The current backlog in the Toronto Civil List – where even short motions are being scheduled more than a year out – has been the subject of increasing judicial recognition and commentary. The civil justice system has recently been described by Associate Justice Rappos as being in a "dangerous state".1 In an attempt to do what they can to address this backlog, Ontario courts have shown an increasing tendency to grant relief to reduce the number of formal motions that are brought. One example is that courts have shown an increased willingness to deal with matters on a case conference without a formal record.2 Another example is granting costs awards against parties that require an opposing party to bring a motion unnecessarily.3

In Sun v. Ryan Mortgage Income Fund Inc., 2024 ONSC 1168, Justice Myers recently indicated that mortgagees and the Director of Titles may be subject to adverse costs awards if they require an owner to bring a motion to delete a fraudulent mortgage registered against title.

Background and Decision

In Sun, a fraudulent mortgage was obtained and registered against the Applicants' property. The Applicants provided evidence that the identification and signatures provided to the mortgagee were forged and they did not receive the advance. The title insurer investigated and did not contest that the mortgage was a forgery.

* TASK INSTRUCTIONS *
a – In the piece on the Toronto court backlog, who described the civil justice system as being in a "dangerous state"?
b – Pick up the piece on the Toronto court backlog after its last sentence and continue it.

* DATA EXTRACTS *
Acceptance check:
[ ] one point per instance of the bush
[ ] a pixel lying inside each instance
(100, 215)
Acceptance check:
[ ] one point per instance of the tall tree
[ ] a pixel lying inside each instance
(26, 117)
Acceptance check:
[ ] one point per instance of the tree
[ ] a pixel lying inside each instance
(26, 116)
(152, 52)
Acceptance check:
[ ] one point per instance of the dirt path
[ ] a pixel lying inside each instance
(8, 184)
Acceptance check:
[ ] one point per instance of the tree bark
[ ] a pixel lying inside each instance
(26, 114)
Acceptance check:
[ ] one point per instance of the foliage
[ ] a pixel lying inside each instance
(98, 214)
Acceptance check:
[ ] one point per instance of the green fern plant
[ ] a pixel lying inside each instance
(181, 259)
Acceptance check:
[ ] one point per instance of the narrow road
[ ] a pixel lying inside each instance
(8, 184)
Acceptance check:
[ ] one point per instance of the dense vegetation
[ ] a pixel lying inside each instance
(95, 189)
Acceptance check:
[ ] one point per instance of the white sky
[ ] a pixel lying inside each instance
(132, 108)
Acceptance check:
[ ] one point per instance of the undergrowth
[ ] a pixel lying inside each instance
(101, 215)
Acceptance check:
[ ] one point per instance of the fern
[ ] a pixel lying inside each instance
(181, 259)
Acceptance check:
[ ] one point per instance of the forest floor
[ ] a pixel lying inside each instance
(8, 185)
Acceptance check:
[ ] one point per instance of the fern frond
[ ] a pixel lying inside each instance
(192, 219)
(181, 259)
--
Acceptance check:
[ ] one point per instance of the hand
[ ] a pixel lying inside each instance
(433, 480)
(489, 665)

* TASK-BY-TASK OUTPUTS *
a – Associate Justice Rappos

b –
The defrauded mortgagee and the Director of Titles required the Applicants to bring a court application to remove the mortgage from title to their property. The application was commenced in October 2022 and was not heard until February 2024, a delay of 16 months. The mortgagee and Director of Titles did not oppose the application and did not appear at the hearing.

Justice Myers had no trouble granting the unopposed order sought. However, Justice Myers added the following comments indicating that, if he had been asked, he would have granted full costs against the mortgagee and Director of Titles for requiring the Applicants to bring the motion and not removing the forged mortgage themselves:

[14] If there was a reason that the mortgagee and the Director of Titles were not willing to act, perhaps they ought to have told me. Otherwise, there is no apparent reason why they felt it necessary to require the applicants to endure the court's 16-month backlog and to incur unrecoverable costs to obtain the cover of a court order rather than making the decision themselves.

[15] Moreover, both the mortgagee and the Director of Titles could have consented to the relief sought rather than saying they were "unopposed." Had they consented to the relief sought, the matter could have been heard in writing more than a year ago. Instead, they chose to leave the court to wonder if anything was preventing them from accepting the applicants' evidence other than a bureaucratic desire to have someone else take responsibility for the decision that each of them was empowered to make without the need for this proceeding. They each had counsel and yet neither instructed their counsel to attend to make submissions to explain why they required the applicants to bring this proceeding or why they were not consenting to it.

[16] Absent a good reason to require this matter to come to court, it appears to have been an unnecessary proceeding. Moreover, it seems cruel to have required the applicants to wait from October, 2022 until today to obtain the relief that the respondents themselves could have granted without the cost or delay of this lawsuit.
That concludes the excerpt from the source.